Task 1:
Write out the passage on the Lhasa protests below in full, word for word.

Extract provided:
-=-=-

Experts say the protests
that broke out in Lhasa in March were unique in that for the first time
the trouble escalated and spread to the so-called Tibetan autonomous
regions around China – the result of the IT age and the proliferation
of the internet and mobile phones.
A US-based western expert on
Tibet said the Chinese government exacerbated the situation by its
heavy-handed media campaign that exaggerated the Tibetan involvement in
the violence, which he believed rapidly triggered a “grassroots
animosity” among Chinese citizens against Tibetans.
“There’s been a breakdown in the trust in the party’s promise to treat people impartially,” he said.
A
by-product of this is that it has altered the way many Tibetans see
themselves, even in areas that were not traditionally strongly united
in their identity as Tibetans.
“There seems to be a uniting of Tibetans in all areas,” said Jamyang Norbu, a Tibet analyst based in the United States.

-=-=-

Recorded data:
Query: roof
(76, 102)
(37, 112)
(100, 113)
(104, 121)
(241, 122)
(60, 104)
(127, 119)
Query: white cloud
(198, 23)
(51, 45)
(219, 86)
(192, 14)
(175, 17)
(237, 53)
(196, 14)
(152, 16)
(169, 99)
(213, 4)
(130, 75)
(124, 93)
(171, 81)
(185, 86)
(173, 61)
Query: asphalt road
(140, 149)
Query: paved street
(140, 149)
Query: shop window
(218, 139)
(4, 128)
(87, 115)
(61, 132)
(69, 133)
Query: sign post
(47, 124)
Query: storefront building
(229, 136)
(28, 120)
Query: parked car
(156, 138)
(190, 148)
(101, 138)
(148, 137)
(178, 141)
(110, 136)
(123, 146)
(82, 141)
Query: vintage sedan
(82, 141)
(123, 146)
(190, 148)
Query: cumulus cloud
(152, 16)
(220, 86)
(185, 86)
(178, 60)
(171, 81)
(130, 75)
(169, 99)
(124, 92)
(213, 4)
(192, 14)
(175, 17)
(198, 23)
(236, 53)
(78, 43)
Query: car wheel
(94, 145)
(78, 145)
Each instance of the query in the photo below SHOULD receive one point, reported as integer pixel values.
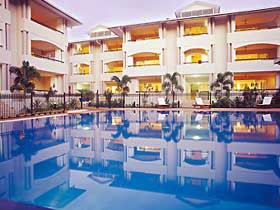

-=-=-

Task 2:
Pull out the rows above verbatim, beginning at the line that contains "Query: paved street" and continuing through the end of the rows. Leave out the pictures.

Final answer 1:
Experts say the protests
that broke out in Lhasa in March were unique in that for the first time
the trouble escalated and spread to the so-called Tibetan autonomous
regions around China – the result of the IT age and the proliferation
of the internet and mobile phones.
A US-based western expert on
Tibet said the Chinese government exacerbated the situation by its
heavy-handed media campaign that exaggerated the Tibetan involvement in
the violence, which he believed rapidly triggered a “grassroots
animosity” among Chinese citizens against Tibetans.
“There’s been a breakdown in the trust in the party’s promise to treat people impartially,” he said.
A
by-product of this is that it has altered the way many Tibetans see
themselves, even in areas that were not traditionally strongly united
in their identity as Tibetans.
“There seems to be a uniting of Tibetans in all areas,” said Jamyang Norbu, a Tibet analyst based in the United States.

Final answer 2:
Query: paved street
(140, 149)
Query: shop window
(218, 139)
(4, 128)
(87, 115)
(61, 132)
(69, 133)
Query: sign post
(47, 124)
Query: storefront building
(229, 136)
(28, 120)
Query: parked car
(156, 138)
(190, 148)
(101, 138)
(148, 137)
(178, 141)
(110, 136)
(123, 146)
(82, 141)
Query: vintage sedan
(82, 141)
(123, 146)
(190, 148)
Query: cumulus cloud
(152, 16)
(220, 86)
(185, 86)
(178, 60)
(171, 81)
(130, 75)
(169, 99)
(124, 92)
(213, 4)
(192, 14)
(175, 17)
(198, 23)
(236, 53)
(78, 43)
Query: car wheel
(94, 145)
(78, 145)
Each instance of the query in the photo below SHOULD receive one point, reported as integer pixel values.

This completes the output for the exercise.